• DIRECTIONS
Extract every line of the entries below that contains the string "sidewalk", treating uppercase and lowercase as distinct.

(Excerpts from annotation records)

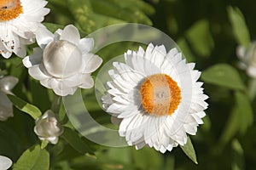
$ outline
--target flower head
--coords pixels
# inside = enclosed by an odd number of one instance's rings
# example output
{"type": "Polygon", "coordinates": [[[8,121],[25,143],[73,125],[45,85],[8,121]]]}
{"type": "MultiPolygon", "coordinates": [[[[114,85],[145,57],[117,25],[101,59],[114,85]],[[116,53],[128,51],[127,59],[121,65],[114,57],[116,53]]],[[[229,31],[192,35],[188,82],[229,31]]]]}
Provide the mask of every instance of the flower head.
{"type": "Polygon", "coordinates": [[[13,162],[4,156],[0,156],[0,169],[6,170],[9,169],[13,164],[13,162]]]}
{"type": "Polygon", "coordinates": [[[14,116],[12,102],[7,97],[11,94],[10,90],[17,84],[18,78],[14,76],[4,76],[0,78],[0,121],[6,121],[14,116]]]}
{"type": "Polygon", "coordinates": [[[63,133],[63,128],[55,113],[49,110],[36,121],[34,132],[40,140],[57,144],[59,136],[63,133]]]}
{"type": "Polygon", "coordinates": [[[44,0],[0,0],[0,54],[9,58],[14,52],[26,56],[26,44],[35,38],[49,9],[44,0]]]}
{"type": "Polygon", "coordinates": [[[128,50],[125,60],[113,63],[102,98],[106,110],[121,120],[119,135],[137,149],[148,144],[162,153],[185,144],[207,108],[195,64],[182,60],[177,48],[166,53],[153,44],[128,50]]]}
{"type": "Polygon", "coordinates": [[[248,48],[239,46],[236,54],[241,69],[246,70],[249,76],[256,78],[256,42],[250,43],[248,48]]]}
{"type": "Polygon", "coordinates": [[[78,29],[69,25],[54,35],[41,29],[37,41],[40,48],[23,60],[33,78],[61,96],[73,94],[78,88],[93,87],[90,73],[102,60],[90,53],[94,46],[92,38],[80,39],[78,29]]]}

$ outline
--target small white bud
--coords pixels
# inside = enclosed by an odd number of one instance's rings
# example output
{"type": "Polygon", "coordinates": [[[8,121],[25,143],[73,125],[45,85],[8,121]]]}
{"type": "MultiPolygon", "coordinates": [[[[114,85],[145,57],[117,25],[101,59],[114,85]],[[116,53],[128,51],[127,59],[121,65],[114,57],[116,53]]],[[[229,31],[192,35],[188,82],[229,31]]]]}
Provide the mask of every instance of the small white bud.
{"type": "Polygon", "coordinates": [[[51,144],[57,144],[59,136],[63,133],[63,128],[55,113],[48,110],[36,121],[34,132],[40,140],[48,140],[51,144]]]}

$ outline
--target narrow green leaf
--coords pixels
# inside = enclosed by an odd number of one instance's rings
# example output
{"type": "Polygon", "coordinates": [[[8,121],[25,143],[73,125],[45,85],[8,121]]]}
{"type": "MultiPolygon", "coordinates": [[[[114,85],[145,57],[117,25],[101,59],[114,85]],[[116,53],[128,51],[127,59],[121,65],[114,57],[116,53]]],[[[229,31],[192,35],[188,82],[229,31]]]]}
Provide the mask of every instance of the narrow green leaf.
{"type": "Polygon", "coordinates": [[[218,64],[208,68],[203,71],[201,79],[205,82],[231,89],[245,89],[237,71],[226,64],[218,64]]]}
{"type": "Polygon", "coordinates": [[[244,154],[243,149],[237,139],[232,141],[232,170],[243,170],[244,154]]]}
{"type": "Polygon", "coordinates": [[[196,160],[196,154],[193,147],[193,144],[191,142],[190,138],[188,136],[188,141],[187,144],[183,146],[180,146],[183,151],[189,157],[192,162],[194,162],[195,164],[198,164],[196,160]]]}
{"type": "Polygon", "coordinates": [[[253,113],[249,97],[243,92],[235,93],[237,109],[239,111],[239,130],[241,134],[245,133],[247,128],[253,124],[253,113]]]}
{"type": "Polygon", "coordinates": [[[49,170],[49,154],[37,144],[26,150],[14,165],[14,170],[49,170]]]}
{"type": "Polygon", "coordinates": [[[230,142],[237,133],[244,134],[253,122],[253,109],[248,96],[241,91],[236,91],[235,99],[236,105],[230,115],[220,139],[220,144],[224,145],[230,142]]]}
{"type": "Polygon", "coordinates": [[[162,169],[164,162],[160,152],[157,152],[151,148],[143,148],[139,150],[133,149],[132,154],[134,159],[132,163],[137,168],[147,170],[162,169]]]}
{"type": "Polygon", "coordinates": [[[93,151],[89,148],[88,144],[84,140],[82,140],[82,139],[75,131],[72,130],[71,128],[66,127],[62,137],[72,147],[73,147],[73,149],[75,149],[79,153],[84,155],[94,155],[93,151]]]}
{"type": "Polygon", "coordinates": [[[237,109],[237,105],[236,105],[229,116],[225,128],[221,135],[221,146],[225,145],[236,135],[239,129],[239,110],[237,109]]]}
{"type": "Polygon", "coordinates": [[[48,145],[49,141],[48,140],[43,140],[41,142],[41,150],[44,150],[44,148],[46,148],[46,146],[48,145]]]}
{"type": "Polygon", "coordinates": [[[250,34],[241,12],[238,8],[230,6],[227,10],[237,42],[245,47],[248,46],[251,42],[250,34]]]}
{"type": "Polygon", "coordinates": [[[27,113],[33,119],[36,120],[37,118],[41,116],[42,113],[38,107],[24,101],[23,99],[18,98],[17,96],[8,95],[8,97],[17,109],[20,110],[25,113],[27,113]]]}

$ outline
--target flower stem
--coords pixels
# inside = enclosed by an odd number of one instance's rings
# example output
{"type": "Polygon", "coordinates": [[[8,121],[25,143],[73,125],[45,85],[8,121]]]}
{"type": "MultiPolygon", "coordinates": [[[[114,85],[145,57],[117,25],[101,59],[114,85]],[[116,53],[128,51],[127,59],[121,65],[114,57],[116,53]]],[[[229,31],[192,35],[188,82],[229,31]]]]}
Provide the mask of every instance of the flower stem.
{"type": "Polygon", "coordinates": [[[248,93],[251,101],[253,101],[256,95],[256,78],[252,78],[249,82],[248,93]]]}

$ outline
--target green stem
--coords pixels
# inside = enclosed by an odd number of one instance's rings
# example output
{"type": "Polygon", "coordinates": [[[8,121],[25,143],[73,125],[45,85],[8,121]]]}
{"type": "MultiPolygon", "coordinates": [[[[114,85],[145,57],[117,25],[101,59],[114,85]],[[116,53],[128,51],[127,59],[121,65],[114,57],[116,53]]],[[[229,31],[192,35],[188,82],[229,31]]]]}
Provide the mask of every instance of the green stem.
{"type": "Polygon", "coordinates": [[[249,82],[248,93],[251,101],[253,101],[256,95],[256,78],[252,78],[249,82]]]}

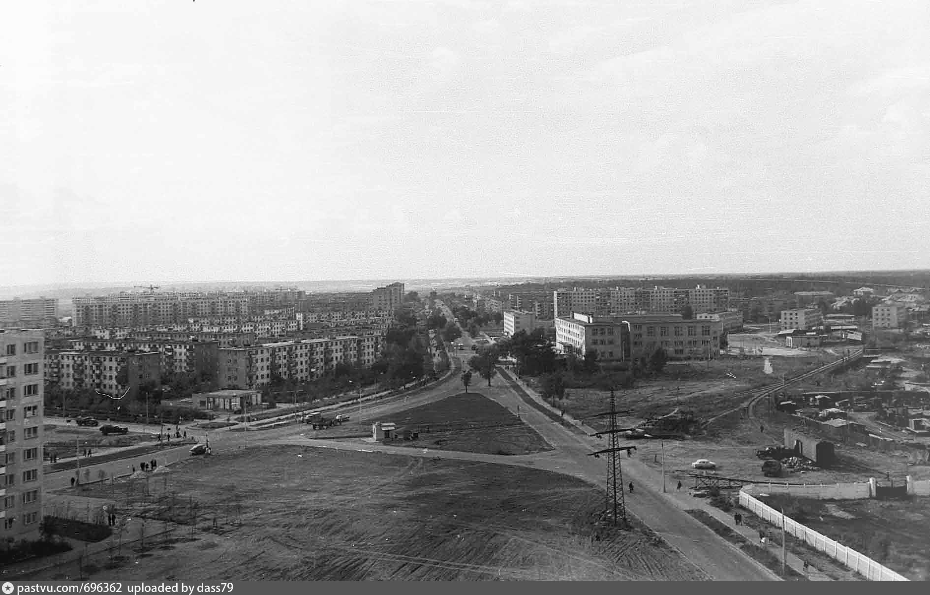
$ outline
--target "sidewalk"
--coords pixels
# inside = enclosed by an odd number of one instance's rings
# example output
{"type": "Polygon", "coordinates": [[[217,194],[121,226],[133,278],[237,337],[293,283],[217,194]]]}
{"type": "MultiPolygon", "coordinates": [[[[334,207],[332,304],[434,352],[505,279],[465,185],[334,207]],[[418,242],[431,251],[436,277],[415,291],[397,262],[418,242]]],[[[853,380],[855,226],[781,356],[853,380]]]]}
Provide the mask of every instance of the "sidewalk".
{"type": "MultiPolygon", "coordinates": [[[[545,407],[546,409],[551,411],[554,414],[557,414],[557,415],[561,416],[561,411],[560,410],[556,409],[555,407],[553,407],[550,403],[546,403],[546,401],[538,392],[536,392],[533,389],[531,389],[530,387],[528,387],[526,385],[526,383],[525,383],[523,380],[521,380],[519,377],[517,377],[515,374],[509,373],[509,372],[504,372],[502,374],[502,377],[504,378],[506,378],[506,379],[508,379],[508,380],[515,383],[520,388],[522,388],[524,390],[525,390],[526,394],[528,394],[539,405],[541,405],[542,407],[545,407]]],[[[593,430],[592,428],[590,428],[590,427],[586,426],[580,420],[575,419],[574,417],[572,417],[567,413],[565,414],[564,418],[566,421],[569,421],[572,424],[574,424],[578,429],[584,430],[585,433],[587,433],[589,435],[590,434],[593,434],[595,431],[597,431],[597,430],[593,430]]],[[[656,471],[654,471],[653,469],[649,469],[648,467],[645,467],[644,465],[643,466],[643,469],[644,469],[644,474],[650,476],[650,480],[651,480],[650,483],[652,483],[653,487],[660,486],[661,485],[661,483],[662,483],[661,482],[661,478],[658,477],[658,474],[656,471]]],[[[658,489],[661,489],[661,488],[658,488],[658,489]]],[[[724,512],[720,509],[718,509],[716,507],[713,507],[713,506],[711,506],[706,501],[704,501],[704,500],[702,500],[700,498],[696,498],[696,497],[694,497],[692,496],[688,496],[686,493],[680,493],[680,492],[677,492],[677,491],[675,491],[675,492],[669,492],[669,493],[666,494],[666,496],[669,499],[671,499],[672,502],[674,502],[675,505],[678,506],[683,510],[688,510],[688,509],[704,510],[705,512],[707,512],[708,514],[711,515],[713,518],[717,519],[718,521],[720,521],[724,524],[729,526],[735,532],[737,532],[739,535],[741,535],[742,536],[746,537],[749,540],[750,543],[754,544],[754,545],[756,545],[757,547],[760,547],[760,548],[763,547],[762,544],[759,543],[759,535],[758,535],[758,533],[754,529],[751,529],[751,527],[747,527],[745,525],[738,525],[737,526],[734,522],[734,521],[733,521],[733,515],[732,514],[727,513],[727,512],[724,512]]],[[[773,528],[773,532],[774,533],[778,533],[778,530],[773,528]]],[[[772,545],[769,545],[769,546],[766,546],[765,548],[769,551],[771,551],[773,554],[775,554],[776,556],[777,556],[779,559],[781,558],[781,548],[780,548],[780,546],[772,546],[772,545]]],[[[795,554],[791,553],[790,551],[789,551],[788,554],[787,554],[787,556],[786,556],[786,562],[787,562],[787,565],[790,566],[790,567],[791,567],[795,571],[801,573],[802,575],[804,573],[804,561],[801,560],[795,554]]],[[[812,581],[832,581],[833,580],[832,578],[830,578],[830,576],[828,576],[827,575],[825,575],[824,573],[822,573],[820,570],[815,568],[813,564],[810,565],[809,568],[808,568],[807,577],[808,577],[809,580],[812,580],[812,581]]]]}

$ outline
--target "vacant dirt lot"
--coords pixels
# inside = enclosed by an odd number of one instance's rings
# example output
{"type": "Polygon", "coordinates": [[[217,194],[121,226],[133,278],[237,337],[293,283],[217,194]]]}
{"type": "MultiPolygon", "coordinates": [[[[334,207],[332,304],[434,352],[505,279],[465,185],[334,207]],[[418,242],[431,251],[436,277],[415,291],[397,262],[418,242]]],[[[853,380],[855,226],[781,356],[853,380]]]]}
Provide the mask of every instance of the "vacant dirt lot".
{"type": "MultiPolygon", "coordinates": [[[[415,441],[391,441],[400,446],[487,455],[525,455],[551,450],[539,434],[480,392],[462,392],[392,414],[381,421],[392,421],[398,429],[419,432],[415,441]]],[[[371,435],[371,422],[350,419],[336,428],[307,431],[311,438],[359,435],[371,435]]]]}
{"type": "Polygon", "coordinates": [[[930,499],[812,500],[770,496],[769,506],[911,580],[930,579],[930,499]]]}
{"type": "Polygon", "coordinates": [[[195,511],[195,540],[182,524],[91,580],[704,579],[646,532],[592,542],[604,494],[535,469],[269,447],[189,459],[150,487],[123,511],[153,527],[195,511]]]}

• SOLUTION FOR THIS TASK
--target "sidewalk"
Provide the mask of every instance of the "sidewalk".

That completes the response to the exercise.